Problem details
Repeat the records word for word, from the line with "Query: girl's face" to the line with "Query: adult hand".

Records for the exercise

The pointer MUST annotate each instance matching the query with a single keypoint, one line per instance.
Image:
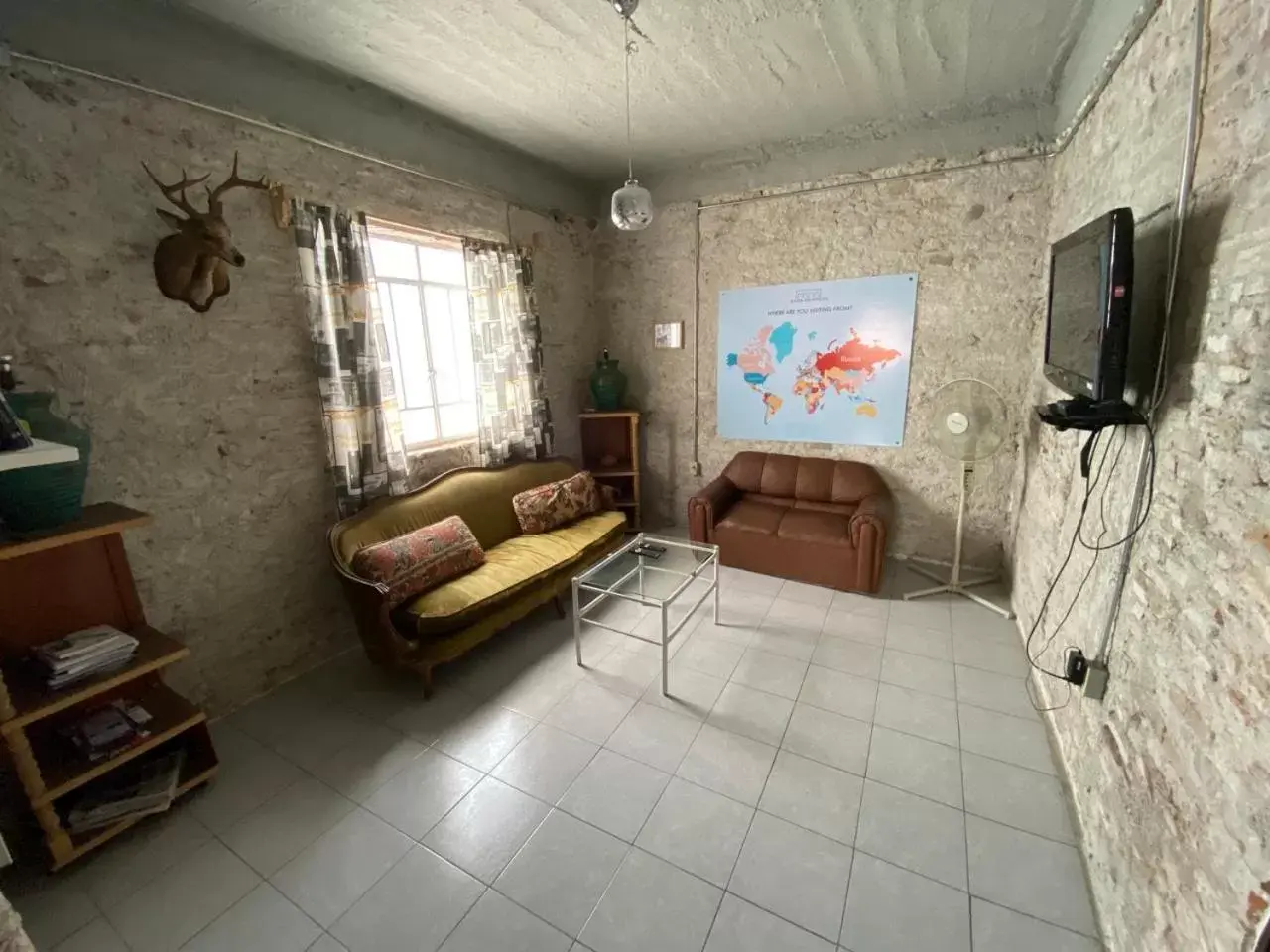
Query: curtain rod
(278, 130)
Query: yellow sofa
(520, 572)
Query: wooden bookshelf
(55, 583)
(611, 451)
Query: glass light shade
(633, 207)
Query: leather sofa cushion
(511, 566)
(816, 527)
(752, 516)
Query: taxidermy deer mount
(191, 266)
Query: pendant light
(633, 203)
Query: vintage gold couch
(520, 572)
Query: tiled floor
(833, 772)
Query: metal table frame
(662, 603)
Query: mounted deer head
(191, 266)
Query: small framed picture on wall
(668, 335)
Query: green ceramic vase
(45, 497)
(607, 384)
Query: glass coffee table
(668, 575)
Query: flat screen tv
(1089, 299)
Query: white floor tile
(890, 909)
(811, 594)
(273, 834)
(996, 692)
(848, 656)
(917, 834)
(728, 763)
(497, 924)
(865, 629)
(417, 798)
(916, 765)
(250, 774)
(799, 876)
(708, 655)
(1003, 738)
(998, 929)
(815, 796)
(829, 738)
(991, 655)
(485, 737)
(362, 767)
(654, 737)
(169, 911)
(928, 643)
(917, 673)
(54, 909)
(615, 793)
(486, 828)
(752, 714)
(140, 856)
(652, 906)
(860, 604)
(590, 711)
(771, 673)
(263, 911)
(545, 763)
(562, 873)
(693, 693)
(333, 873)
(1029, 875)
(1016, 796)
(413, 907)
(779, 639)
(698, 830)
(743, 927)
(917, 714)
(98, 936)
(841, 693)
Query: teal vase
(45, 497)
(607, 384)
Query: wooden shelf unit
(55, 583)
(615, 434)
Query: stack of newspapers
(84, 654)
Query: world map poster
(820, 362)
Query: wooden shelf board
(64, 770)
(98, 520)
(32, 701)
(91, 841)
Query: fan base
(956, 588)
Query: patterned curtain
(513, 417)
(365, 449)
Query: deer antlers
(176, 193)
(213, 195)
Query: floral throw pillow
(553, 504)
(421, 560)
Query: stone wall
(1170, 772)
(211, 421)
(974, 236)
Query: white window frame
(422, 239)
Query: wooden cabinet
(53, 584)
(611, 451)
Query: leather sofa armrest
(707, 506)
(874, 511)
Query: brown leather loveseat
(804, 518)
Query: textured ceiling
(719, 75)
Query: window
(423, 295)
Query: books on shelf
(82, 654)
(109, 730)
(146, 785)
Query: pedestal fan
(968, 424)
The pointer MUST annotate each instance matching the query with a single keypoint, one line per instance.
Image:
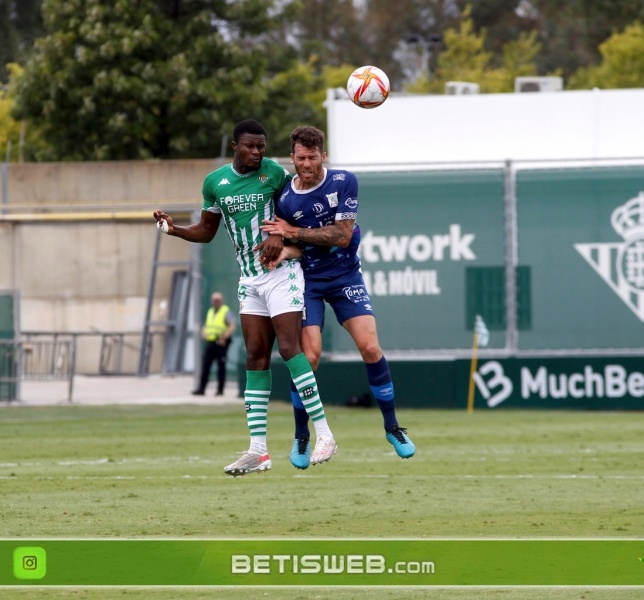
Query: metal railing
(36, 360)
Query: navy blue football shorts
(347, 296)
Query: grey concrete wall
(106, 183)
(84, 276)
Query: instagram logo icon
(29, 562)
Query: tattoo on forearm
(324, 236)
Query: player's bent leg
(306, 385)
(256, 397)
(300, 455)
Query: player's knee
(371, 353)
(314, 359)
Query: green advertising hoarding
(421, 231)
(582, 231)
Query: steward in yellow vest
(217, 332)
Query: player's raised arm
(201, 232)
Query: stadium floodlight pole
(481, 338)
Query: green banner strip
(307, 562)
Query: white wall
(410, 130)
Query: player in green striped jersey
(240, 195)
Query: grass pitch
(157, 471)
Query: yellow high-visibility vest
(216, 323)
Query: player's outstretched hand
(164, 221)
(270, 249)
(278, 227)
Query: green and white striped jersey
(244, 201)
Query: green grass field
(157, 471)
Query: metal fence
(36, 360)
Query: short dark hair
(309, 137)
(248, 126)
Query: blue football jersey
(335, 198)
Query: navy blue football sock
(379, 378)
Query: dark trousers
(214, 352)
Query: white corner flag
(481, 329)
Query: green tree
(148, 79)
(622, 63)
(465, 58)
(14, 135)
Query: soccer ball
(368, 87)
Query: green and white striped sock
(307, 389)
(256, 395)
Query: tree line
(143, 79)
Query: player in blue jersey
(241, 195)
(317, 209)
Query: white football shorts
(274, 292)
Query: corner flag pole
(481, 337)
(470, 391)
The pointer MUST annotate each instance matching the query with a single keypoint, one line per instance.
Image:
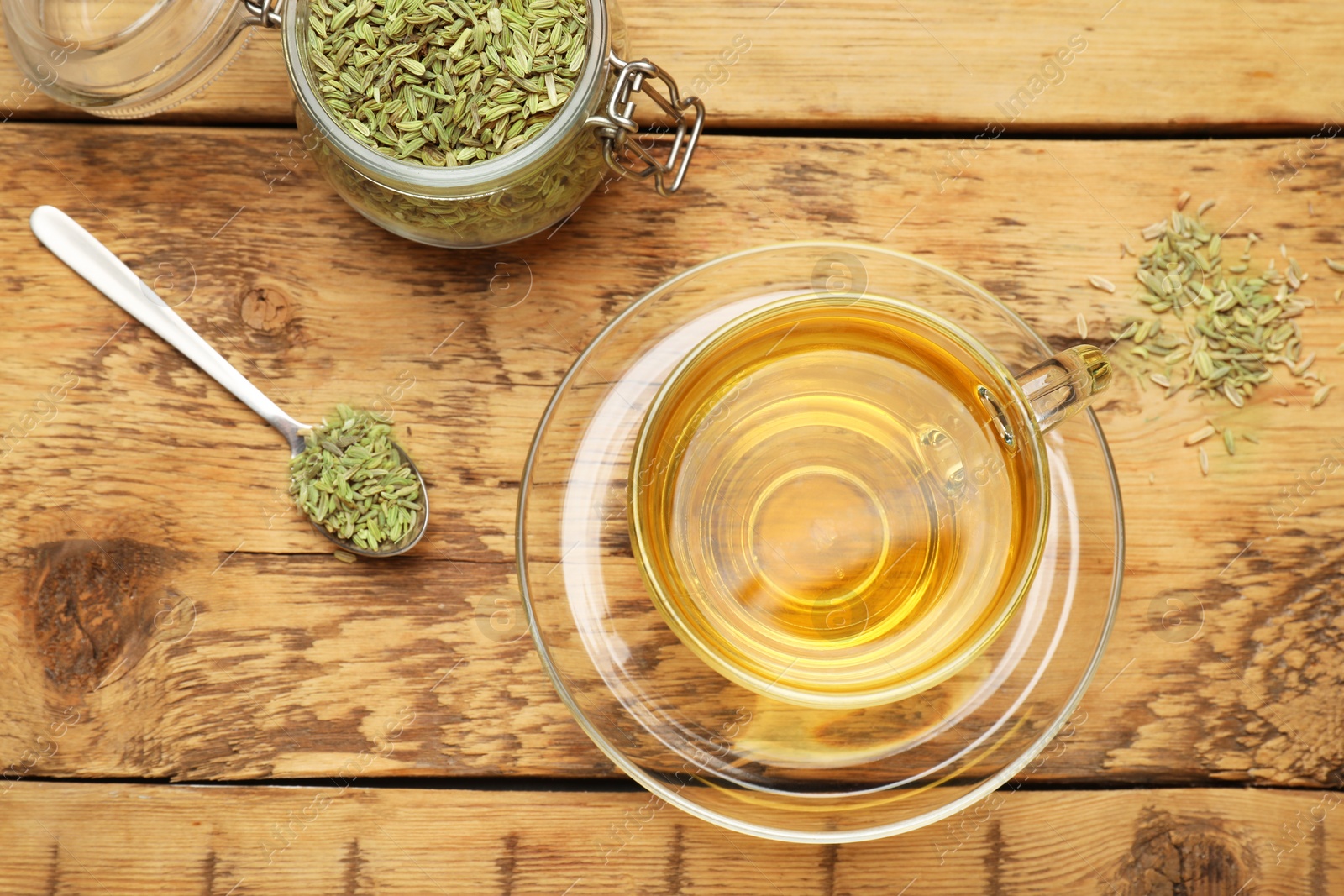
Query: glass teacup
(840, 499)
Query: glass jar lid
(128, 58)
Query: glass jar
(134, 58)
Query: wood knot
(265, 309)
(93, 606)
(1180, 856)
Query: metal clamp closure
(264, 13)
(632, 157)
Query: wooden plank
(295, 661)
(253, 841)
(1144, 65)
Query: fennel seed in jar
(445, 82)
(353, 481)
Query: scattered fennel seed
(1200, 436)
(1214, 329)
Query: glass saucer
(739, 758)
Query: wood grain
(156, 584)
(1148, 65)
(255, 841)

* * *

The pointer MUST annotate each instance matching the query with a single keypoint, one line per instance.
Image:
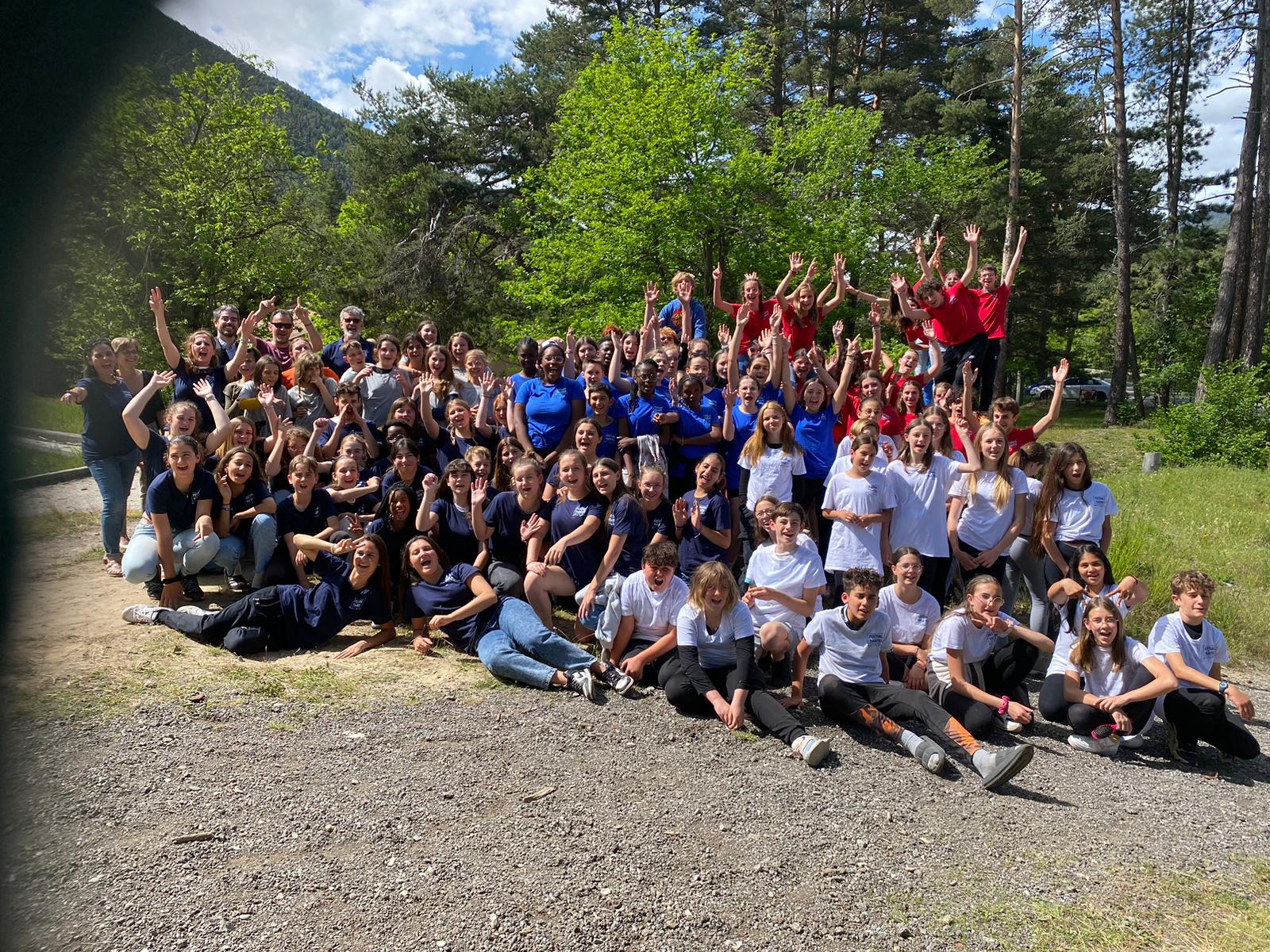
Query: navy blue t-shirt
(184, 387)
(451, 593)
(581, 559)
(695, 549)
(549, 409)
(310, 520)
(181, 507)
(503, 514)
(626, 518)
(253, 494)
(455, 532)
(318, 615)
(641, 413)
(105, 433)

...

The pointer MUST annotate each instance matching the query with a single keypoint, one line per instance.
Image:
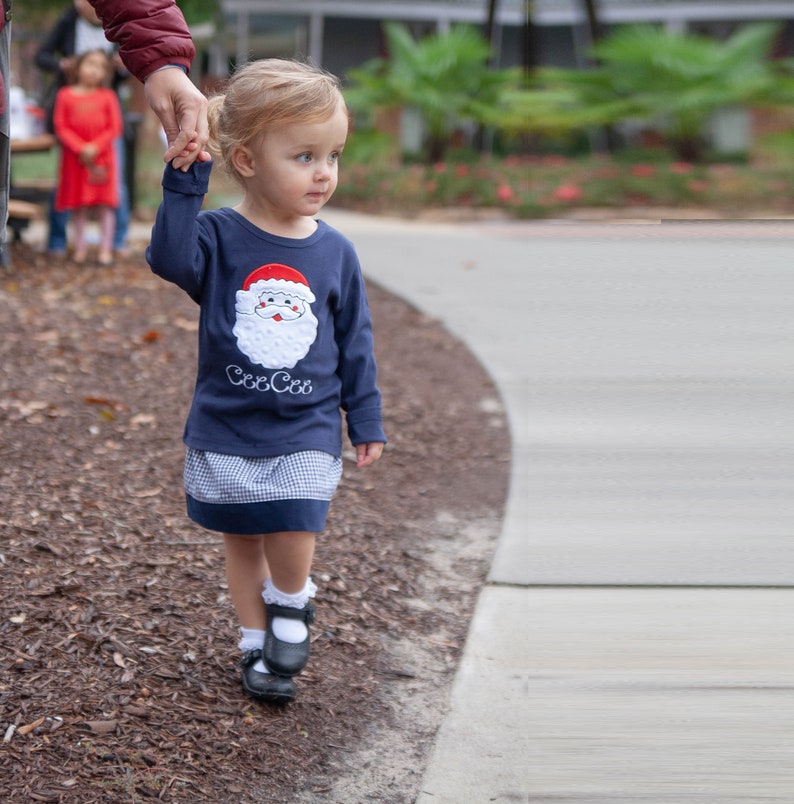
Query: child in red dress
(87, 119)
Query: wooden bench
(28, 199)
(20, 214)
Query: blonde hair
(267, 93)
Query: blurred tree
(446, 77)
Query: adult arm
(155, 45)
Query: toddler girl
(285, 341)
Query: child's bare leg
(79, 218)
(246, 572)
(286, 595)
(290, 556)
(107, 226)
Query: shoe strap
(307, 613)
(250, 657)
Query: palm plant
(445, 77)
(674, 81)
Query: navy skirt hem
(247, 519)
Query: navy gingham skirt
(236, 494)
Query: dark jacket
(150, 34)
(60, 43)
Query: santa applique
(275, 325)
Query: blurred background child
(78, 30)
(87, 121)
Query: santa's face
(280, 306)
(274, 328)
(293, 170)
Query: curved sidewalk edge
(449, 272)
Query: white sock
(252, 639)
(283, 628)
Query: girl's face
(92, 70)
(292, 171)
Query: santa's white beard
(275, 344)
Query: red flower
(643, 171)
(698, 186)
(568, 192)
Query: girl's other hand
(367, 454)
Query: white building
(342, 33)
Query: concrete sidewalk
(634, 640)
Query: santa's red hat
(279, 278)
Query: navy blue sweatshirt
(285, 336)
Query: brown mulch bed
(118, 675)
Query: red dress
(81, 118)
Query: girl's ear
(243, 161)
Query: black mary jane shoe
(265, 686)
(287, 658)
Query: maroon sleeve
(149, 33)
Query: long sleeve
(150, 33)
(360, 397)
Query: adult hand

The solution
Query: girl's face
(92, 70)
(292, 171)
Query: santa's white beard
(275, 344)
Query: red flower
(643, 171)
(698, 186)
(568, 192)
Query: girl's other hand
(367, 454)
Query: white building
(342, 33)
Query: concrete sidewalk
(634, 640)
Query: santa's red hat
(279, 278)
Query: navy blue sweatshirt
(285, 336)
Query: brown mulch bed
(118, 675)
Query: red dress
(81, 118)
Query: girl's ear
(243, 161)
Query: black mary jane shoe
(265, 686)
(287, 658)
Query: maroon sleeve
(149, 33)
Query: long sleeve
(150, 33)
(360, 397)
Query: adult hand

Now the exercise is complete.